== Provided passage ==
Bar mitzvah at camp a dream come true for Pleasant Hill boy

by rachel sarah
correspondent

If you’re a teenager with learning challenges, having a bar or bat mitzvah can be an ordeal, to say the least. On top of keeping up with regular schoolwork, and life in general, you’re supposed to learn Hebrew, recite prayers and study.

Leor Macy, 13, of Pleasant Hill, knows this firsthand. Diagnosed with high-functioning autism and bipolar disorder, Leor tried Hebrew school, but found it simply too challenging.

This spring, however, Leor defied the odds. He was the first teen to have a bar mitzvah at the Bureau of Jewish Education’s annual Shabbat weekend for children with disabilities and their families.

“It was a really moving experience,” Flora Kupferman, special education consultant at the BJE, says of the May 27 ceremony at Camp Newman in Santa Rosa.

(Records from a data collection)
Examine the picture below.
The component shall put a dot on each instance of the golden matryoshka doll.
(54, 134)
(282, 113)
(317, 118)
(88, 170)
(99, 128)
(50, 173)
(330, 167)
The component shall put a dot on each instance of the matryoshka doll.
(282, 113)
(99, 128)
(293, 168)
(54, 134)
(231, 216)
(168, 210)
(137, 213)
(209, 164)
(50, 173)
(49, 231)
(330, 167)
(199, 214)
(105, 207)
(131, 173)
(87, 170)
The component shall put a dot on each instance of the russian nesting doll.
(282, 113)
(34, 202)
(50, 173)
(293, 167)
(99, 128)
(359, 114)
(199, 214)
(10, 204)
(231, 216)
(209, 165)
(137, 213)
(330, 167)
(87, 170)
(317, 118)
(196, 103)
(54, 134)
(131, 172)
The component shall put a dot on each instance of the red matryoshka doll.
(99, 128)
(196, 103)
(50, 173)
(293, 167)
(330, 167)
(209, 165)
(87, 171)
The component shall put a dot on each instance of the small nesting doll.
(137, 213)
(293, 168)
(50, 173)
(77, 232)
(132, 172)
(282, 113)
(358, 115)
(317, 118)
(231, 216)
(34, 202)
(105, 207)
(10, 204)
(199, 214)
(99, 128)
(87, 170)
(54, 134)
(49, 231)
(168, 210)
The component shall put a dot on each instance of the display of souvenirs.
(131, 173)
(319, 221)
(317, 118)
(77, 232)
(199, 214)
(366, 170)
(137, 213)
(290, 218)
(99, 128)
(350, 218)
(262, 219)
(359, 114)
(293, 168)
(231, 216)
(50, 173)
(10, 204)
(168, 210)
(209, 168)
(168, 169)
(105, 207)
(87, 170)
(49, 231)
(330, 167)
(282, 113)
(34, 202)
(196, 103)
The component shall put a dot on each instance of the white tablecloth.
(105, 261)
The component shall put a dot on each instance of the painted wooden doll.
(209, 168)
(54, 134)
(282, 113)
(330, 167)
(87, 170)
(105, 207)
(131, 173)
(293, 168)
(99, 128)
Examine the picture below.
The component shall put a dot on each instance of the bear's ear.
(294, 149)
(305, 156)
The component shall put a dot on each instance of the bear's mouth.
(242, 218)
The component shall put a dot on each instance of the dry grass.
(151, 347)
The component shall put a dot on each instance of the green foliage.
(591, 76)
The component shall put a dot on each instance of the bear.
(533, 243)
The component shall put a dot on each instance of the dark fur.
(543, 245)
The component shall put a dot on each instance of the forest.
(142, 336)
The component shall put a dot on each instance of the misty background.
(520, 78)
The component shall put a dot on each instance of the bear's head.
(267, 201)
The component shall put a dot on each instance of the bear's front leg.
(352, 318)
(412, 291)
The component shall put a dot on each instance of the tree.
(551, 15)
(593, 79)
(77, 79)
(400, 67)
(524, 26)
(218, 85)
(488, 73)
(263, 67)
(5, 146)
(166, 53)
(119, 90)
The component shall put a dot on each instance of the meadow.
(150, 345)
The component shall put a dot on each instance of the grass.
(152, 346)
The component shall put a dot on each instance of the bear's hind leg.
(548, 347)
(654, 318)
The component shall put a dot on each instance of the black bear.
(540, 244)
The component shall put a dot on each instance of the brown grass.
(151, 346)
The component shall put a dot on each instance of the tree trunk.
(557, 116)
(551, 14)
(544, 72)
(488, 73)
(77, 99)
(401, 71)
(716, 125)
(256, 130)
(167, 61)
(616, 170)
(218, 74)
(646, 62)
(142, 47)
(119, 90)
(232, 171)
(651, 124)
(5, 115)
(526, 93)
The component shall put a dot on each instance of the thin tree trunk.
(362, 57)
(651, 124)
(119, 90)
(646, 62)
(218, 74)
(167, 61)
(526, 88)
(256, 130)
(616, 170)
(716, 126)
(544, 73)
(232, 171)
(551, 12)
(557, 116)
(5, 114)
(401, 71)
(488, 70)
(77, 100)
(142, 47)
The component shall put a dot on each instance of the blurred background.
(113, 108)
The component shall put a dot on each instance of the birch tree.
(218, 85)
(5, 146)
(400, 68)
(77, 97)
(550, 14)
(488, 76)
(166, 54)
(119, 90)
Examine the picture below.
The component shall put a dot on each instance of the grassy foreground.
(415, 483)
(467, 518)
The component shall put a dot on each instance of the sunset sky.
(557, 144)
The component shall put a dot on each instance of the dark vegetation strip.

== What you will do ==
Extend the article on Leor Macy's bar mitzvah at camp, picking up after its last sentence.

== Task answer ==
When Leor stood on the outdoor bimah to chant his Torah portion, “he was really nervous,” Kupferman says. “We all said, ‘You can do this.’ Then he got up there and did it. I just stood there sobbing.”

Leor’s mother, Aliza Abrams, was overjoyed. Her son had “high expectations.” Even though Hebrew school didn’t work out, “he’s always wanted to have a bar mitzvah,” Abrams says. “But how were we going to do this? He didn’t have the patience to sit through for a full service, but at camp he’s always loved the services.

“One day after a service at camp, I said, ‘What would you think about having your bar mitzvah here?’ He said, ‘Wow, that would be awesome.’“

“Leor showed such perseverance,” says Joel Siegal, a Bay Area music specialist and teacher who tutored Leor. “He really accomplished a lot in such a short time.”

Although learning Hebrew did not come easy for Leor, Siegal says, “he was very good with auditory learning. He worked a lot by listening and recognizing the words on the page. I reminded him what a gift he was bringing to the camp community.”

Leor’s father, Brad Macy of Concord, exuded pride in his son. “It was wonderful to see him shine like that. He’s got phenomenal potential, and it [the bar mitzvah] brought this out. I have the greatest hopes that things are going to work out.” (Macy was referring to his son’s recent setback: In July Leor was hospitalized for a seizure and will likely move to a residential facility.)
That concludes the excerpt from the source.